(Records contained in a dataset)

===

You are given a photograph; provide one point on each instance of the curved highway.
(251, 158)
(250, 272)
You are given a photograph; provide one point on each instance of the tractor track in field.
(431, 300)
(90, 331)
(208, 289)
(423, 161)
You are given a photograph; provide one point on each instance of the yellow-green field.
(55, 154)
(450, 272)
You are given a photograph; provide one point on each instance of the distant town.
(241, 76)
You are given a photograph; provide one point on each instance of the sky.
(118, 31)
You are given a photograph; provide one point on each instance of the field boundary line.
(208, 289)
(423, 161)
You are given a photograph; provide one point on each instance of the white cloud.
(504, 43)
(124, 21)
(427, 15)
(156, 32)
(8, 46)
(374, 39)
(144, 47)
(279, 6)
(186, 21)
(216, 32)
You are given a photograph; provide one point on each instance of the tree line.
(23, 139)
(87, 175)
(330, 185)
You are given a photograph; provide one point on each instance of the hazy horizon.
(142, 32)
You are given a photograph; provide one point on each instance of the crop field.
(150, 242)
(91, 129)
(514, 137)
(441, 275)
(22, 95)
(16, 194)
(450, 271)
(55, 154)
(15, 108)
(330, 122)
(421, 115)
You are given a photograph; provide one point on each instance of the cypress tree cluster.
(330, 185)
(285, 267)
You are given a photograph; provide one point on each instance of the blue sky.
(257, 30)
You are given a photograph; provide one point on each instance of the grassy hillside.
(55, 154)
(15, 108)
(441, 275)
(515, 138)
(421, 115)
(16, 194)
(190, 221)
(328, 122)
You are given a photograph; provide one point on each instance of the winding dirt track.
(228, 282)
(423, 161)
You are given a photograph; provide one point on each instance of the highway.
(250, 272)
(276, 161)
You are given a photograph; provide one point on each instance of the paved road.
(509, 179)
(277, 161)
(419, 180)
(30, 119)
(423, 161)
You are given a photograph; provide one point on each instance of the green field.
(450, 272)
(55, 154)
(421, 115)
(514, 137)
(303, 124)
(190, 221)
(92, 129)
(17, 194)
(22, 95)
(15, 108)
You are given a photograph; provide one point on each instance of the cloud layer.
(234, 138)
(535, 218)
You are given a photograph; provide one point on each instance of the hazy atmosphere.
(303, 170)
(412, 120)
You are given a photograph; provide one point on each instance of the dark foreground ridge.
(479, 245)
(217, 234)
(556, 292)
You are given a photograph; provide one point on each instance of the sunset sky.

===

◆ GOAL OF THE EXERCISE: From the first line to the last, retype the data exactly.

◆ EXERCISE RESPONSE:
You are given a photograph; provide one point on each instance of the curved highway.
(251, 158)
(250, 272)
You are given a photograph; provide one point on each instance of the tractor track in field.
(431, 300)
(90, 331)
(208, 289)
(423, 161)
You are given a photograph; provide one point on each instance of the yellow-green field.
(55, 154)
(450, 272)
You are given a photograph; provide one point on each instance of the distant town.
(241, 76)
You are given a photograph; provide one point on each instance of the sky.
(118, 31)
You are given a photograph; provide one point on each instance of the field boundary line.
(208, 289)
(423, 161)
You are given a photograph; provide one point on each instance of the white cloud.
(504, 43)
(124, 21)
(427, 15)
(156, 32)
(8, 46)
(374, 39)
(144, 47)
(279, 6)
(186, 21)
(216, 32)
You are given a photograph; provide one point on each instance of the tree line.
(23, 139)
(87, 175)
(330, 185)
You are given a photograph; provide one point on each instance of the hazy horizon.
(142, 32)
You are given a photograph; provide one point on each instance of the crop field.
(150, 242)
(91, 129)
(514, 137)
(441, 275)
(22, 95)
(16, 194)
(450, 271)
(55, 154)
(15, 108)
(330, 122)
(421, 115)
You are given a photograph; provide one point on each instance of the cypress tree cluster.
(330, 185)
(285, 267)
You are given a photograph; provide one point on each instance of the blue sky.
(257, 30)
You are given a photograph; provide one point on each instance of the grassy hillside.
(55, 154)
(15, 108)
(441, 275)
(515, 138)
(421, 115)
(16, 194)
(190, 221)
(328, 122)
You are given a photograph; provide one point on each instance of the winding dirt track.
(228, 282)
(423, 161)
You are given a photograph; provide one point on each instance of the highway.
(250, 272)
(276, 161)
You are given a photograph; provide one point on each instance of the paved road.
(509, 179)
(277, 161)
(419, 180)
(30, 119)
(423, 161)
You are given a photograph; provide one point on each instance of the green field.
(450, 272)
(55, 154)
(421, 115)
(514, 137)
(303, 124)
(190, 221)
(92, 129)
(17, 194)
(22, 95)
(15, 108)
You are given a photograph; provide one point on each instance of the cloud layer.
(234, 138)
(535, 218)
You are given a photograph; provide one point on each instance of the hazy atmosphere.
(303, 170)
(412, 120)
You are given a photograph; provide one point on each instance of the dark foreground ridge.
(479, 245)
(217, 234)
(556, 292)
You are given a photograph; provide one point on each instance of the sunset sky.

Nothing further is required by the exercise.